--- Passage shown ---

Much of the audience was composed of recruited marriage and family counselors. Inviting therapists is part of the marketing strategy Becker developed in Dallas, where he played a year after the San Francisco run. If critics sometimes dismissed his work, the counselors in the audience couldn't get enough of it. Inviting them meant they would spread the word, and some of them sent their clients to the show as part of their therapy.

Becker's material has often been compared to self-help/relationship books such as Deborah Tannen's "You Just Don't Understand" and John Gray's "Men Are From Mars, Women Are From Venus." But those books, he claims, just validate what he has been saying all along: that men and women are so different, we might as well think of them as coming from two different cultures.

Critics who like the show say Becker is right on. "His observations of the quirks of male and female behavior are hilariously precise," said Lloyd Rose of the Washington Post. "Often I succumbed to the show's good nature, as did those around me. We all recognized something of ourselves in its observant behavior," wrote Benedict Nightingale in the Times of London.

Becker's critics--and there are many--have found his insights to be more like facile generalizations: that women bond through gossip, for example, or that men don't like to be disturbed while watching television.

In a review of the Broadway run in 1995, the New York Times' Vincent Canby called the show "middle-class mall humor" and went on to imply that even the audience laughter appeared to be canned, as if fulfilling the role of laugh track to Becker's long-winded stand-up routine. "The only truths in Mr. Becker's observations are those that have already been made acceptable by becoming television stereotypes," he wrote.

Becker gets a wounded look at the slightest suggestion that critics exist, and he begins defending himself against the ghosts of bad reviews past.

---

▶ **Questions to answer**:
**a.** Please list each critic the passage about Becker's show names, along with the publication each wrote for.
**b.** Rewrite the paragraph beginning "Much of the audience was composed" from the passage about Becker's show as a short bulleted list that keeps its main facts.
The lines after this passage aren't needed here.

--- Exercise data ---

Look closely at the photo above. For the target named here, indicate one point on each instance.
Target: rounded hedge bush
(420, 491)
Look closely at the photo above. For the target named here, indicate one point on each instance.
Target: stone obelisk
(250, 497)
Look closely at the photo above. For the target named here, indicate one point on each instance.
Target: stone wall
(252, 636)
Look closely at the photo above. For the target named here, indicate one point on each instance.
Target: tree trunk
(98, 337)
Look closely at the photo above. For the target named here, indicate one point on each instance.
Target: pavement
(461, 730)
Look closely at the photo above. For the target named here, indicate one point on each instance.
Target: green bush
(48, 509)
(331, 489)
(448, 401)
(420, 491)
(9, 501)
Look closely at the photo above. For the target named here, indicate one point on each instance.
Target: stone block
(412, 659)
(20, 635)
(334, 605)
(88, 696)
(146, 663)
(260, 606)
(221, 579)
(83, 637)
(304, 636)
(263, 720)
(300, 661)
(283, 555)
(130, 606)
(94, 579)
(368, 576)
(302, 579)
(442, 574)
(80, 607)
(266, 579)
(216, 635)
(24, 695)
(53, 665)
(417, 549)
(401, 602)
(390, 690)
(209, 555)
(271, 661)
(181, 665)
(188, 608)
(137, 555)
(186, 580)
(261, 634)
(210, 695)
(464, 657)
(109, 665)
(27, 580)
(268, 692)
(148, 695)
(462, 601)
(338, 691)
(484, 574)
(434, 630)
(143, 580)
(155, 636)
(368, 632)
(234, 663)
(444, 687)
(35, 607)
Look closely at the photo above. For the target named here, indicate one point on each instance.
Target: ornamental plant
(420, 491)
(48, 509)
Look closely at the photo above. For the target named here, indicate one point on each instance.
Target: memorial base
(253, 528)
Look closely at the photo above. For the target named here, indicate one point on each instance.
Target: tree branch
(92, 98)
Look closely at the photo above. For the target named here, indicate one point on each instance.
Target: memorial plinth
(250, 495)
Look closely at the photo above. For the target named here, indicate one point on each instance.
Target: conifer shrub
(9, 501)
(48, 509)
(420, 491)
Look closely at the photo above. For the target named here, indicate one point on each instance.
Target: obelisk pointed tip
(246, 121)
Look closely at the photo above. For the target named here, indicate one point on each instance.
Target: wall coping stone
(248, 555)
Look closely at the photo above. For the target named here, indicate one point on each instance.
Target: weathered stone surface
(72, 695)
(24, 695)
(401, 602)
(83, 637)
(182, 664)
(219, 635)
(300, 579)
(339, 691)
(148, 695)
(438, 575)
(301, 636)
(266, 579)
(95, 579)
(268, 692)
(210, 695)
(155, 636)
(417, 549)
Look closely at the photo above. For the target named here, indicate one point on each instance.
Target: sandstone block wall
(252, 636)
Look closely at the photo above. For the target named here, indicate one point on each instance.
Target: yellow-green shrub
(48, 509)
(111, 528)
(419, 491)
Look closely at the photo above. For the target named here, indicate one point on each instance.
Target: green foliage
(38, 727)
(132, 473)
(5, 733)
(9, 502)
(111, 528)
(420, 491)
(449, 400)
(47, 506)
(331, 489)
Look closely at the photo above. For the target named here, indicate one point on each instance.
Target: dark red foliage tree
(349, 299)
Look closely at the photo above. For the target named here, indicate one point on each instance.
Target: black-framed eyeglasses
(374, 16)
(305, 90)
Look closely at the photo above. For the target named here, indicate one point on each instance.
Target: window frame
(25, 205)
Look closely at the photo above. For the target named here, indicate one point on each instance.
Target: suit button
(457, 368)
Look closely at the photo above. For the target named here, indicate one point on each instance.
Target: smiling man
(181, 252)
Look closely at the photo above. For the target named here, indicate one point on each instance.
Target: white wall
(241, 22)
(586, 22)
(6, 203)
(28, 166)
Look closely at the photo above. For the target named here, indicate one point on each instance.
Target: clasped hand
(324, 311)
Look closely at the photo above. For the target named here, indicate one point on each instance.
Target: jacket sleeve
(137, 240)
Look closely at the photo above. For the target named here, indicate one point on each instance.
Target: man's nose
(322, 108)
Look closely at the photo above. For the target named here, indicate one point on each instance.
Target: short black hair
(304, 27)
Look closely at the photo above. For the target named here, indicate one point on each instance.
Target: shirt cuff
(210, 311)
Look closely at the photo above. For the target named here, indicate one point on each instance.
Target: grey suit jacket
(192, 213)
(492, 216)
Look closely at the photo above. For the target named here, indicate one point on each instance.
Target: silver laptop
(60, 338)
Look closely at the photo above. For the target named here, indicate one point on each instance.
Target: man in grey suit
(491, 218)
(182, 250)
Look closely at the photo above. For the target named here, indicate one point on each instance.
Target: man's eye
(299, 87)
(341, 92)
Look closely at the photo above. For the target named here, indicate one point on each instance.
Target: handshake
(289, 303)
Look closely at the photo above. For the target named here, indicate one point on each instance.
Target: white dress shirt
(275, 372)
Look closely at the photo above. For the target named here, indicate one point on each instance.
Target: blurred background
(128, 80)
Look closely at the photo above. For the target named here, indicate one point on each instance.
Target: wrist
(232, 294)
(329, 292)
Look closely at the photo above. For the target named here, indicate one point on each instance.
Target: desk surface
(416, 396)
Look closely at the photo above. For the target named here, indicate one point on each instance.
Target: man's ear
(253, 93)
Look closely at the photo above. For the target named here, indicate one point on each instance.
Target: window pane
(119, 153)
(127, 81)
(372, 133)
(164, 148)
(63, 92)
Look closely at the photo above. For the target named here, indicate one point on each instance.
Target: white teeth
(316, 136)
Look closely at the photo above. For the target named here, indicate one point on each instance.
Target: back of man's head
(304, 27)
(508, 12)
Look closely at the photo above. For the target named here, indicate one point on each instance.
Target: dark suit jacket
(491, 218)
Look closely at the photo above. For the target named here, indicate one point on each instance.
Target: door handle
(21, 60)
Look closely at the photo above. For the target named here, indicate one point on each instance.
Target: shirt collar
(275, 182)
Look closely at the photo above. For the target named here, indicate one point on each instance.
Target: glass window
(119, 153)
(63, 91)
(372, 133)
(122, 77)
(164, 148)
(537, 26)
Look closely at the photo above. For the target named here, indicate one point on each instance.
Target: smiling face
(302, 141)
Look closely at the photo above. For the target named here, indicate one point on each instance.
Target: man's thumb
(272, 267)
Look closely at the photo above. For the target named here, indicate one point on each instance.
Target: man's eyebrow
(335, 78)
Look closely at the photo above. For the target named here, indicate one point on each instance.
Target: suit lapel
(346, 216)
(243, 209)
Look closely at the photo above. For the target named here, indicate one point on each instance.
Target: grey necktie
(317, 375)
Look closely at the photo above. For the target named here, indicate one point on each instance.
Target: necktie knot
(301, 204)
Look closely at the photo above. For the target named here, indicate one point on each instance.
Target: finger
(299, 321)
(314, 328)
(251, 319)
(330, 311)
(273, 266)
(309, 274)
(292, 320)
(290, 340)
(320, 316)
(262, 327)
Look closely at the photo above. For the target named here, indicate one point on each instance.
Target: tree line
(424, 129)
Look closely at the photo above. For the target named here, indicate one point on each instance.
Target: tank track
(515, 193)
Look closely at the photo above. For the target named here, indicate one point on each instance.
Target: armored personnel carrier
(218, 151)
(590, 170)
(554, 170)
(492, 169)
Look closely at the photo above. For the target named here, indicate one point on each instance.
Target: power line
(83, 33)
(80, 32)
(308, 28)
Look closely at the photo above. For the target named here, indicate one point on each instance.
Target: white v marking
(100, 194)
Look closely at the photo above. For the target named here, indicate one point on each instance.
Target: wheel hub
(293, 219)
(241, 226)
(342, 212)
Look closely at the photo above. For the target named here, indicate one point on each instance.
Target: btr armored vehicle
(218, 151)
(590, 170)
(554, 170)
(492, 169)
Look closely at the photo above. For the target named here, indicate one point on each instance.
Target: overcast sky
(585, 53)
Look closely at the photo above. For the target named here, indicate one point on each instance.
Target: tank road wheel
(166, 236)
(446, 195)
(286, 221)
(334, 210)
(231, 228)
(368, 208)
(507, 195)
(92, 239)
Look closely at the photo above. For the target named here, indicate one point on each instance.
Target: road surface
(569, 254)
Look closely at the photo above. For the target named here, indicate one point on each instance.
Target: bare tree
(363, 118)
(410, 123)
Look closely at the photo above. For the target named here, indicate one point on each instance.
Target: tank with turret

---

▶ **Solution set**:
**a.**
Lloyd Rose, Washington Post
Benedict Nightingale, Times of London
Vincent Canby, New York Times

**b.**
- Much of the audience was recruited marriage and family counselors.
- Becker developed this marketing strategy of inviting therapists in Dallas, where he played a year after the San Francisco run.
- Critics sometimes dismissed his work, but the counselors loved it.
- Invited counselors spread the word, and some sent their clients to the show as part of their therapy.